In the immediate aftermath of the Eighth Amendment referendum in May, I felt a huge sense of relief that I had decided to move home to a country where I would be safe, where my daughter would be safe, when it came to our internal reproductive parts. I was relieved that Ireland had chosen to trust women and exercise kindness instead of control.

It’s been a month since the referendum, and as I watch the horror unfold here in the US, I keep thinking of one word: compassion. It is not a part of the American experience. It is distinctly absent from its value system. This dearth of compassion is destroying the soul of the country.

The sounds of children being torn apart from their parents, the videos from classrooms of children hiding from yet another man with gun, the images of black children brutally murdered by police, connect to a place deep within my body. As a mother, these images and sounds of trauma and terror trigger a primal, protective animal inside me. My heart pushes out from its place to force me to do something. Compels me to care.

This feeling is compassion and if there were more of it in the US and less need for power and control, life would be different here. I know it in my bones. Compassion is the answer. But it doesn’t exist in the fabric of American culture.

Ireland is not perfect. But Ireland is compassionate. Irish people cared enough about the suffering of our women to put an end to a cruel, controlling piece of legislation. Irish people care enough to know that there must be an end to Direct Provision. The fabric of Irish culture is compassion. When I thought so long and hard about coming home, this is part of what drove my decision.

Hope

For the first time in my life, I feel like anything is possible in Ireland. I have not always felt like that. In the past, I have felt suffocated, discriminated against, patronised, and belittled by my own country. Now, as I look forward, and envision my life there, I feel that most powerful of feelings: hope.

Compassion and hope is a stellar combination that leads to all kinds of other good feelings like pride, empowerment and happiness. A little bit of compassion can go a long way. Can you imagine what America could achieve, the kind of wonderful country it could become if it embraced and valued compassion?

"We don't want to separate families, but we don't want families to come to the border illegally," Attorney General Jeff Sessions said, back in May. "This is just the way the world works." This statement is, in a nutshell, the heart of the darkness at play in the US. Attaching a "c'est la vie" attitude to human lives without a morsel of compassion is precisely what is eroding the moral landscape of America. It's been there since the beginning of slavery back in the 1600s, it was there when Native Americans were forced off their land, and it's still going strong in 2018.

When I think about coming home, I take off my rose and green tinted glasses and I see, with 66.4 per cent certainty, that I am returning to a country that values compassion over control. I think about the future, the possibilities, the hopes I’ve held about Ireland for so long, and I know in my heart that it’s time to bring the centre of my world home.

* _Jobs_
[1] Copy everything in the essay from "For the first" down to "and valued compassion?".
[2] Gather each line of the entries that contains the word "trace".
The essay above has no connection to the entries that come after it.

Mask labeling examples
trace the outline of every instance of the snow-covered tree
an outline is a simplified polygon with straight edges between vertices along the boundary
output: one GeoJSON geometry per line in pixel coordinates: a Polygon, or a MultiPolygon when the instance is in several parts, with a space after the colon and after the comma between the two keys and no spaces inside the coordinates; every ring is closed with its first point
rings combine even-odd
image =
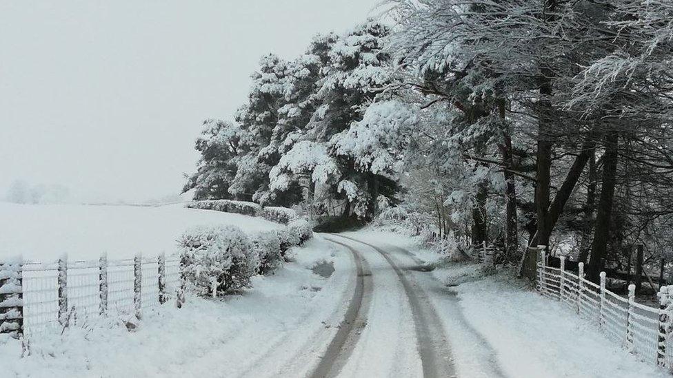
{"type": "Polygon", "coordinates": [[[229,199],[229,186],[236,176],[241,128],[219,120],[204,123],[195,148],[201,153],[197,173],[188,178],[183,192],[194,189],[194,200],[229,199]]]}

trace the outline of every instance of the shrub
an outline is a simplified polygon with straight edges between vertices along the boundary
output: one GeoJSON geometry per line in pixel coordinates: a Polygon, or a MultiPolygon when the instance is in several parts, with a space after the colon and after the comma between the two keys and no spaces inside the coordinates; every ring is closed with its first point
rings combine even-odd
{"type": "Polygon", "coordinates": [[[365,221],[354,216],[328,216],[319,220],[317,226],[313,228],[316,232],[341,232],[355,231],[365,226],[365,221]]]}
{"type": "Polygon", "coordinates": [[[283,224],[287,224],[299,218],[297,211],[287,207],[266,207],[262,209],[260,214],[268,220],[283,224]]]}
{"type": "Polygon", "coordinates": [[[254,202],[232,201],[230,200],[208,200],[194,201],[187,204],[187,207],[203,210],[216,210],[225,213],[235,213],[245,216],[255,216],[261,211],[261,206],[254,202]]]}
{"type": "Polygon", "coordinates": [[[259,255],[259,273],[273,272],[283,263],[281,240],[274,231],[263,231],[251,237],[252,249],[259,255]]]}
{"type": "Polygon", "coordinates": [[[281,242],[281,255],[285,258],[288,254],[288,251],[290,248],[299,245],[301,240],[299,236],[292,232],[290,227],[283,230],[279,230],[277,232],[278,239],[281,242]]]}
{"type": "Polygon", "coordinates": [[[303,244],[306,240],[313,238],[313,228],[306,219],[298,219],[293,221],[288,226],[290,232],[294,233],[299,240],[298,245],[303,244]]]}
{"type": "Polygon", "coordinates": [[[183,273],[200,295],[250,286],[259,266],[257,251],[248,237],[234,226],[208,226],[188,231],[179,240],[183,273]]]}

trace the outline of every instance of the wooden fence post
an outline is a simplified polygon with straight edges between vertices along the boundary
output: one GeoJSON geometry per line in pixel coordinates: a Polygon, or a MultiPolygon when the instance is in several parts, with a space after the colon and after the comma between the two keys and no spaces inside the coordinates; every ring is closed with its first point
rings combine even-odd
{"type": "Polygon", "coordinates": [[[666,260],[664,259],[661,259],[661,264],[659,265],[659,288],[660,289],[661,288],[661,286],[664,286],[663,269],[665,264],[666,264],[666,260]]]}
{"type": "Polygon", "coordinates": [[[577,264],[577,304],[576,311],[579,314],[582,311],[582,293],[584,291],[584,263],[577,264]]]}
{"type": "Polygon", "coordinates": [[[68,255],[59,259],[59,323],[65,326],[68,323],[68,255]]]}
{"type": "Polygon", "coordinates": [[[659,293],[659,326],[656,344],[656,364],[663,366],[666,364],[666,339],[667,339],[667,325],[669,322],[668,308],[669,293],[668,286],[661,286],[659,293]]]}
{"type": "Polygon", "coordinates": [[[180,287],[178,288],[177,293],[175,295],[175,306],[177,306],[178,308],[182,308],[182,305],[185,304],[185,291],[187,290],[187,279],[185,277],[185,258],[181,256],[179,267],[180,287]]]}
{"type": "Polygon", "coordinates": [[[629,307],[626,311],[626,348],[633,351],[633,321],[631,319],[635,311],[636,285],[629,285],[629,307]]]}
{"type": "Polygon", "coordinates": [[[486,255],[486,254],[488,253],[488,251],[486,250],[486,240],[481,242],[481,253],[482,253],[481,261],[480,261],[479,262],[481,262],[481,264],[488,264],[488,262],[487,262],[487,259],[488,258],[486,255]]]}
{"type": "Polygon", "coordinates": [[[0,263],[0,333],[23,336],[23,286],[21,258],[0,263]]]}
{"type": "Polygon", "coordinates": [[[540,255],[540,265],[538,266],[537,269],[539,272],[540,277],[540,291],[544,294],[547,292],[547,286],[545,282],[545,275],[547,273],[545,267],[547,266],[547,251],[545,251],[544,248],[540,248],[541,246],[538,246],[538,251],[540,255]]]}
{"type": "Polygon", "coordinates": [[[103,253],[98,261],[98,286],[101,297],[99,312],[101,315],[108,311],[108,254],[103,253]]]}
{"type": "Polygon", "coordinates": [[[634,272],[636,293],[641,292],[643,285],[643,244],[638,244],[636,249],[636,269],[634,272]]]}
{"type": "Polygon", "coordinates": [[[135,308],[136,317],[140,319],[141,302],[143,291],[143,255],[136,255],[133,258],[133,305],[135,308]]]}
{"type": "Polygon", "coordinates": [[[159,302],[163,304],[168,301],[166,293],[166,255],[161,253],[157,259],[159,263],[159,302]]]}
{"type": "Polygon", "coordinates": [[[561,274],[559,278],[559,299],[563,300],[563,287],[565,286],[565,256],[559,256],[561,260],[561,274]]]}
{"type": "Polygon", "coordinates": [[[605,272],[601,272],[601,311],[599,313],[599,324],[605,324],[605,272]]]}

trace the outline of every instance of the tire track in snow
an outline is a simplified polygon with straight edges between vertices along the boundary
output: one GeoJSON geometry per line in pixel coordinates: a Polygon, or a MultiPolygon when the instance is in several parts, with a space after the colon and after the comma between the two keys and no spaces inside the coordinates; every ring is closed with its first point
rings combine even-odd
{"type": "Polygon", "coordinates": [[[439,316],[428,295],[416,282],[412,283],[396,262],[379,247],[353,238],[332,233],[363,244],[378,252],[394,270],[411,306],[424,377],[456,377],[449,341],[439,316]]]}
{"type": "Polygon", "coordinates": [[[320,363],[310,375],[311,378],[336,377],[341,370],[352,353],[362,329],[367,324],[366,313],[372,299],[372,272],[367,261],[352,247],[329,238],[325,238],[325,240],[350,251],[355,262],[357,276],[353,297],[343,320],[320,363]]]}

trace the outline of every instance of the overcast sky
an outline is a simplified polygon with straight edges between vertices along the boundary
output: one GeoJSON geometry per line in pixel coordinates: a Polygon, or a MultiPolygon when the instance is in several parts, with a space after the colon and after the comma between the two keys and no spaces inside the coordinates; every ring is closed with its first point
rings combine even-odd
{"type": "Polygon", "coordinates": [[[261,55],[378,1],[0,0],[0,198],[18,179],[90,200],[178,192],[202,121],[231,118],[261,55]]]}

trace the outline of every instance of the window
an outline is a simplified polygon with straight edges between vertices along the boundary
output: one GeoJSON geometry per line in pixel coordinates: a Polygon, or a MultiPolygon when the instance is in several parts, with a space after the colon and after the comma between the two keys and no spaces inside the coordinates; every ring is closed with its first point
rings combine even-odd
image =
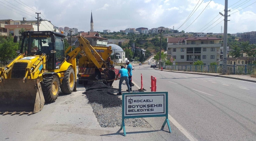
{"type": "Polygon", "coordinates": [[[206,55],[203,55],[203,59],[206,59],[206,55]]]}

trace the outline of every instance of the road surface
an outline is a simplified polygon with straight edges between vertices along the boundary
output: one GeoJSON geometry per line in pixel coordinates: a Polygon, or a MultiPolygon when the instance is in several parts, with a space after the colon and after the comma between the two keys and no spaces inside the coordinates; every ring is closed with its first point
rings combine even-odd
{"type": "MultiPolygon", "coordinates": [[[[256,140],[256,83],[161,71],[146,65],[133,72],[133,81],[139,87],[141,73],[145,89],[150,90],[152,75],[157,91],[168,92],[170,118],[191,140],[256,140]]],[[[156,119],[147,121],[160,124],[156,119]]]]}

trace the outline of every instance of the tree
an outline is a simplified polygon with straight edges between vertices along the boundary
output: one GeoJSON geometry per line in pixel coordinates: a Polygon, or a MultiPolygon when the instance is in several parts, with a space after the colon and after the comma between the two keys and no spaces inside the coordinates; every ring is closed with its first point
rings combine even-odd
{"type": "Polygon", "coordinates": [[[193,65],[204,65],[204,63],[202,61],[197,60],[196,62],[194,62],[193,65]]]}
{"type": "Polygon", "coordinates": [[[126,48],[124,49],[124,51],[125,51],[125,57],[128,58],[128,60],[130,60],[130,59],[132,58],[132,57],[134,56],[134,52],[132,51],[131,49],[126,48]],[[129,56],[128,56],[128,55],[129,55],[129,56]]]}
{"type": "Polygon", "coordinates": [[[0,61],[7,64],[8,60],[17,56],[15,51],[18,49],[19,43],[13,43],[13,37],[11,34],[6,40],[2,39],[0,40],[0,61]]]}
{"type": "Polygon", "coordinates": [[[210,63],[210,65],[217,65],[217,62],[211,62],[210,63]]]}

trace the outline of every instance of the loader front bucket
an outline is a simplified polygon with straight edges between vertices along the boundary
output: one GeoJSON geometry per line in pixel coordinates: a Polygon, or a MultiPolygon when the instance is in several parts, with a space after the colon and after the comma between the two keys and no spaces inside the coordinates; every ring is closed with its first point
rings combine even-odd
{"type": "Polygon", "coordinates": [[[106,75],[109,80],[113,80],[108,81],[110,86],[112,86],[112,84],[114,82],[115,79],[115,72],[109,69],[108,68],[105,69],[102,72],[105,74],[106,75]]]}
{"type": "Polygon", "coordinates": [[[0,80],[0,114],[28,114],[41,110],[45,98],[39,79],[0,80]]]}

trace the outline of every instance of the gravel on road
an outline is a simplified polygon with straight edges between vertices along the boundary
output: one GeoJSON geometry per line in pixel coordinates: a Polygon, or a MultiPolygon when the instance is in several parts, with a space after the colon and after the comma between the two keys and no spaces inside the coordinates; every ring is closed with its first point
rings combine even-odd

* _Solution set_
[1]
For the first time in my life, I feel like anything is possible in Ireland. I have not always felt like that. In the past, I have felt suffocated, discriminated against, patronised, and belittled by my own country. Now, as I look forward, and envision my life there, I feel that most powerful of feelings: hope.

Compassion and hope is a stellar combination that leads to all kinds of other good feelings like pride, empowerment and happiness. A little bit of compassion can go a long way. Can you imagine what America could achieve, the kind of wonderful country it could become if it embraced and valued compassion?

[2]
trace the outline of every instance of the snow-covered tree
trace the outline of every instance of the shrub
trace the outline of every instance of the wooden fence post
trace the outline of every instance of the tire track in snow
trace the outline of every instance of the overcast sky
trace the outline of every instance of the window
trace the outline of every instance of the road surface
trace the outline of every instance of the tree
trace the outline of every instance of the loader front bucket
trace the outline of every instance of the gravel on road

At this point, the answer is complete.